**What the task asks**
Everything from the line containing "For the scoring pass, find every instance of the flagpole" to the last line of the records must be returned verbatim; nothing else belongs in the output.

────────────────

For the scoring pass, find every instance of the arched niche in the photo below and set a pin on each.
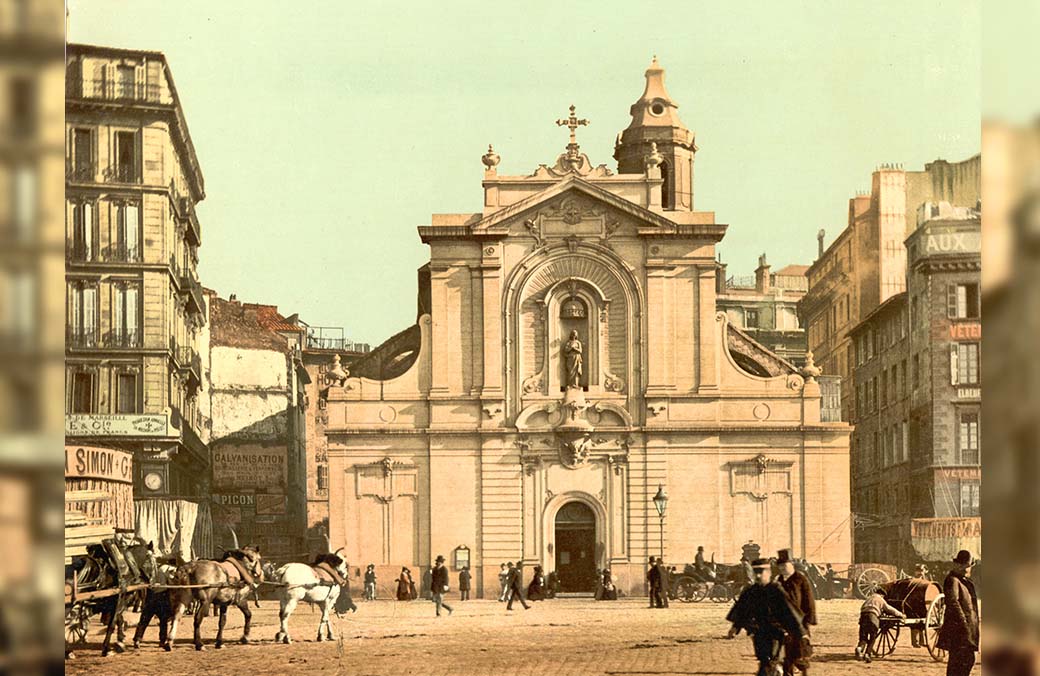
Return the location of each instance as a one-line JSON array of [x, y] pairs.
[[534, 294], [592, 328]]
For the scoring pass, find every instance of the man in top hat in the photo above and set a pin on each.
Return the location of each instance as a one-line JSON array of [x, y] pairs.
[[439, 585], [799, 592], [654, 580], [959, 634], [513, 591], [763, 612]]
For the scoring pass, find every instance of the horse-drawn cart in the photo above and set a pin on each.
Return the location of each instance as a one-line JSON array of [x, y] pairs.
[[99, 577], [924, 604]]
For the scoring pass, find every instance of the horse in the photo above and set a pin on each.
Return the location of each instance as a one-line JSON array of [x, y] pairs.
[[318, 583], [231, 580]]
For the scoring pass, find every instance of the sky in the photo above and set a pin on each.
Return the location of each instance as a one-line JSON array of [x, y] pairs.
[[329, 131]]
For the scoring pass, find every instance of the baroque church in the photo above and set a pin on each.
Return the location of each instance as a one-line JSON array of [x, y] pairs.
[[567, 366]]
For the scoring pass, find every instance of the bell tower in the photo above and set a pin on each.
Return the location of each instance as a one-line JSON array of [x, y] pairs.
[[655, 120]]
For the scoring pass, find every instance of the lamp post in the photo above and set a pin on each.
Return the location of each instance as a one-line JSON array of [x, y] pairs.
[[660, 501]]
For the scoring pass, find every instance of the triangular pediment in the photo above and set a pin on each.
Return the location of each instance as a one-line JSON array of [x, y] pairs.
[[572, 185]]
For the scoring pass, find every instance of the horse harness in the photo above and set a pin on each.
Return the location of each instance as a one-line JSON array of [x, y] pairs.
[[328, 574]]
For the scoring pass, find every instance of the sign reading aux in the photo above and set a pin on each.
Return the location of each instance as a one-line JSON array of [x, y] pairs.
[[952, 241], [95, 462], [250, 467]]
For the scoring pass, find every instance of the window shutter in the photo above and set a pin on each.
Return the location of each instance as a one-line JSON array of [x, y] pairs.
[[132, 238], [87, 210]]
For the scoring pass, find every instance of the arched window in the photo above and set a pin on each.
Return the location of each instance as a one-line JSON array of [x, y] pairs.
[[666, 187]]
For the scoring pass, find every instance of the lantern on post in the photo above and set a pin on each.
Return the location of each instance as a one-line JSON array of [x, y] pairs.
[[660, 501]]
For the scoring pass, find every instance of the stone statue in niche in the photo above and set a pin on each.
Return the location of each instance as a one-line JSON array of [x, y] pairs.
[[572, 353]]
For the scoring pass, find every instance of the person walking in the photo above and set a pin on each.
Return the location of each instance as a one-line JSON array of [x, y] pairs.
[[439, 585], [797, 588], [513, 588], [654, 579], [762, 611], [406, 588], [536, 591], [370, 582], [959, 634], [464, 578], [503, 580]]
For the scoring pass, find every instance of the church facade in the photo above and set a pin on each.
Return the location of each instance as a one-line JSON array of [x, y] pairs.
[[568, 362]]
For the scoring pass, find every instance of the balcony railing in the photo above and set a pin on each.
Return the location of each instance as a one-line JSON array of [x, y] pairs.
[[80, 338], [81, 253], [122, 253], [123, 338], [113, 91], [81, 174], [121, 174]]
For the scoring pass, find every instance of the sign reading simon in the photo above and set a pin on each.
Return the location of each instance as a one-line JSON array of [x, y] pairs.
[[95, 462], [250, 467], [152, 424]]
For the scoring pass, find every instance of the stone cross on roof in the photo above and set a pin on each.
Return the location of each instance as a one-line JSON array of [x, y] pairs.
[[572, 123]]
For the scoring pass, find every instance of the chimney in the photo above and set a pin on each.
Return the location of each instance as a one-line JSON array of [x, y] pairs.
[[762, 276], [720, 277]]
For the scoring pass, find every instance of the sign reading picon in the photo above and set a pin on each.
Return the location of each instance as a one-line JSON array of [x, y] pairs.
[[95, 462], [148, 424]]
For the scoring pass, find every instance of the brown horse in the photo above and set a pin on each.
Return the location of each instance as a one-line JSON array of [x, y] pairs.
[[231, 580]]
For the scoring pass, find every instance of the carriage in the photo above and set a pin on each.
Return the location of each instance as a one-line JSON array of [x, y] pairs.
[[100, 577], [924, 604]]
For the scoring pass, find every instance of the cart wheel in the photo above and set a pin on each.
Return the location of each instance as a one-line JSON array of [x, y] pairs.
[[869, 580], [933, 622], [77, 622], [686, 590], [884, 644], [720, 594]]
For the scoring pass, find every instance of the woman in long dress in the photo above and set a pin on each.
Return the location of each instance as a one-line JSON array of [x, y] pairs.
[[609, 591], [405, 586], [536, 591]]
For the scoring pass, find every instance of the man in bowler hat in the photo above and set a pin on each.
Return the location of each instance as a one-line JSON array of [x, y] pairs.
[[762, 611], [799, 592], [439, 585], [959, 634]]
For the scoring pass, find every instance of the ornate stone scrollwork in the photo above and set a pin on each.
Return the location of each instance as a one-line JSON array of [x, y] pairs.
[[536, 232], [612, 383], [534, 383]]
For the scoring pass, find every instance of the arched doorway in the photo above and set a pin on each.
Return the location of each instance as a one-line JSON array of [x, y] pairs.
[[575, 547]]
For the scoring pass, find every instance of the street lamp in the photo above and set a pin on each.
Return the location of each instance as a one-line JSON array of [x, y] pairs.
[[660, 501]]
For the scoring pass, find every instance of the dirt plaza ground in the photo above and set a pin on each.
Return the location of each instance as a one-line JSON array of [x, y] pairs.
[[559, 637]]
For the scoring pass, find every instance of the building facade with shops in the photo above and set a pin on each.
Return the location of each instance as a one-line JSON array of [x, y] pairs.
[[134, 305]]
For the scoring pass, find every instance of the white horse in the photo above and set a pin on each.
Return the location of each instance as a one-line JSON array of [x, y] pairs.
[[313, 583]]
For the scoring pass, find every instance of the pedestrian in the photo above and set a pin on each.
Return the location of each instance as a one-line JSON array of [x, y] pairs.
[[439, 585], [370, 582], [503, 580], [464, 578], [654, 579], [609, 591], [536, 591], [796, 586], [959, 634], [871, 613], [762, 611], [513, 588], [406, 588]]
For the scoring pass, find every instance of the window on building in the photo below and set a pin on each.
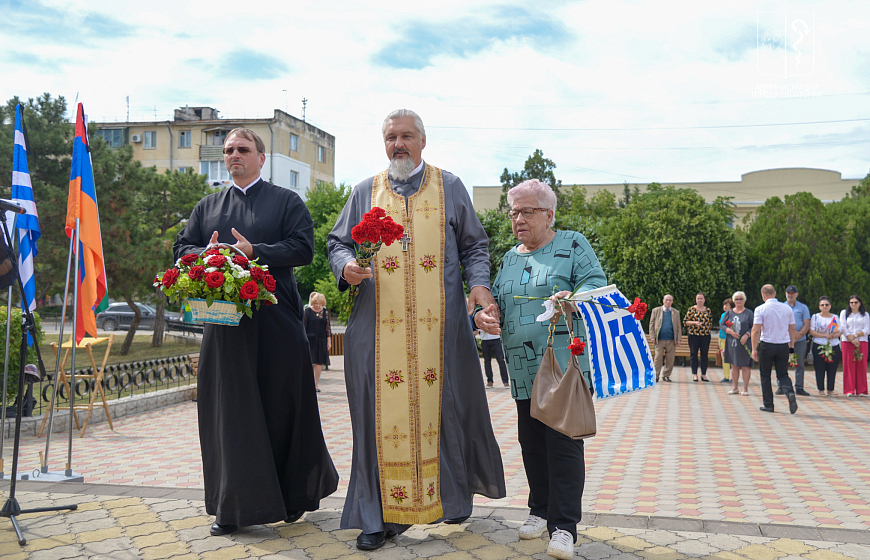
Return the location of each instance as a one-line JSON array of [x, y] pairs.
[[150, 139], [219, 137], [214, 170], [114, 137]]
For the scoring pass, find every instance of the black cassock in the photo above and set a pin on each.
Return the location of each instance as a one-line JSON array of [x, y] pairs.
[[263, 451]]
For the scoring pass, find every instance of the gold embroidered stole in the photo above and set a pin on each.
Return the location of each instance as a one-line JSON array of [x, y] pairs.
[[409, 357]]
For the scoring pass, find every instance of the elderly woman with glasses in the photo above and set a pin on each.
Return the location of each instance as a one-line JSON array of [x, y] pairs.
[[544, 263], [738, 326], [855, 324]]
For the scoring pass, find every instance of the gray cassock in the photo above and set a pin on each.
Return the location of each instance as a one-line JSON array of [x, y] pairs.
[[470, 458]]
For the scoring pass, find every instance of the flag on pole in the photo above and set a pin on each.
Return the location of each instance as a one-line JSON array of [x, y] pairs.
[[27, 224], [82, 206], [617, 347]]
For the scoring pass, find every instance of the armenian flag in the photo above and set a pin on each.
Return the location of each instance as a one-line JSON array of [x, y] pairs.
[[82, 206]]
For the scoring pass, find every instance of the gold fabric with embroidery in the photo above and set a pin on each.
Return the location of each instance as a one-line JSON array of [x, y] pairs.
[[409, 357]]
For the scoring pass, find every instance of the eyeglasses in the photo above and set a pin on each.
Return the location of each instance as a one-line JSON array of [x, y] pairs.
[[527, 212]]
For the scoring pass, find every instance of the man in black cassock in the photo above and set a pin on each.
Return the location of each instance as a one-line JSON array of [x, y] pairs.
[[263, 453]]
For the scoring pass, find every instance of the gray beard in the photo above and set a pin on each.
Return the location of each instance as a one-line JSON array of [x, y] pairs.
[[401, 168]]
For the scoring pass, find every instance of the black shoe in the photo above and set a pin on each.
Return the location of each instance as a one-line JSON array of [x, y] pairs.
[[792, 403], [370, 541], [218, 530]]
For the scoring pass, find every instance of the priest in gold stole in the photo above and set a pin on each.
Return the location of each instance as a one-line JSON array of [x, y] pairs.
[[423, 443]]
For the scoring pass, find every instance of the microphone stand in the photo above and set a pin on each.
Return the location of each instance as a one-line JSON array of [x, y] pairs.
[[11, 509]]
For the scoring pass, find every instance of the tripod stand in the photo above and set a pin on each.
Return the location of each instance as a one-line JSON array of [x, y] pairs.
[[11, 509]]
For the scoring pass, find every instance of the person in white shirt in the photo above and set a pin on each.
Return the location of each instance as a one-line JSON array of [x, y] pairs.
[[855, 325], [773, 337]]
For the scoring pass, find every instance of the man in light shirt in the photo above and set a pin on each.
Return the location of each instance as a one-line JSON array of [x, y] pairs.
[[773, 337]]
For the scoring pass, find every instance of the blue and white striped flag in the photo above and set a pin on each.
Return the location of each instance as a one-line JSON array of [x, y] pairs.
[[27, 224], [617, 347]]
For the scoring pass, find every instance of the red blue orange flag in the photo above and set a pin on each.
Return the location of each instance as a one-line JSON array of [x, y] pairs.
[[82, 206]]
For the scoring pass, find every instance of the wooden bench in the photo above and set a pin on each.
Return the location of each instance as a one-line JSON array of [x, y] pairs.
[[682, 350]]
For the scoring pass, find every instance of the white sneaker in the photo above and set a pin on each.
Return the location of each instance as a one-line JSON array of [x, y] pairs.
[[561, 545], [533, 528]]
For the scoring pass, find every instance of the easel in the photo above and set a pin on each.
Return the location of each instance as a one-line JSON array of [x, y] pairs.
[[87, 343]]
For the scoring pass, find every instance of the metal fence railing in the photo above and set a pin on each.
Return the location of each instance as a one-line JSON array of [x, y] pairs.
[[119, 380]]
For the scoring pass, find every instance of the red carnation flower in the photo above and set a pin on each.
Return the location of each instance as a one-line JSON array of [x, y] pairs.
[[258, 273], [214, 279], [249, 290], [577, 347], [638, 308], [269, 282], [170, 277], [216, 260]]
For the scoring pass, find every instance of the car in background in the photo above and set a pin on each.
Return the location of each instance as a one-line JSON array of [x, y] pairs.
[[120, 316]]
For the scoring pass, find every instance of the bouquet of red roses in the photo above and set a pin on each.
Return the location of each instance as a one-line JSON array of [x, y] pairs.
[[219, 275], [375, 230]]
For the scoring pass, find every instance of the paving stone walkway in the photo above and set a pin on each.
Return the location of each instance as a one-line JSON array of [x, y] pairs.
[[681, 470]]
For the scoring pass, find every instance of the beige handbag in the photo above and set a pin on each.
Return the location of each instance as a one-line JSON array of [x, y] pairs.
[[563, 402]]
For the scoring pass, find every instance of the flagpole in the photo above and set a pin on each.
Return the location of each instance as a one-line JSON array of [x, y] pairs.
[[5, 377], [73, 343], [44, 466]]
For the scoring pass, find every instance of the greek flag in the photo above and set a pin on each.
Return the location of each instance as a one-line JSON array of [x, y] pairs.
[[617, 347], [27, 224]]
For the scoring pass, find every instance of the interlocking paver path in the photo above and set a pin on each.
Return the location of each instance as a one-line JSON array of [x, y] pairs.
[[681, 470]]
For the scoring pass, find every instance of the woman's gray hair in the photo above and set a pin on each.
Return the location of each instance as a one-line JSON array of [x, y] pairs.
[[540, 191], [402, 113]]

────────────────

**Solution for this task**
For the scoring pass, find every instance of the flagpole in the photo above and set a pin on each.
Return the location of each instance as a one-line JSON array of [x, y] pairs.
[[5, 377], [73, 343], [44, 466]]
For the scoring pass, find every instance of the greek flag in the photo above and set a pin on each.
Return the location of each instance as a one-line JSON array of [x, y] pairs.
[[617, 347], [27, 224]]
For the scoring pass, find every instance of the interlocking paver path in the photo above and set a pin on each.
Return the location of each instance as a one-line JSON array of [x, y] pairs.
[[681, 470]]
For the scoring pass, find every instance of the woman's gray hair in the photo above and set a pin on each.
Return the location of each instance as a one-line JSON array of [x, y] pairs.
[[540, 191], [402, 113]]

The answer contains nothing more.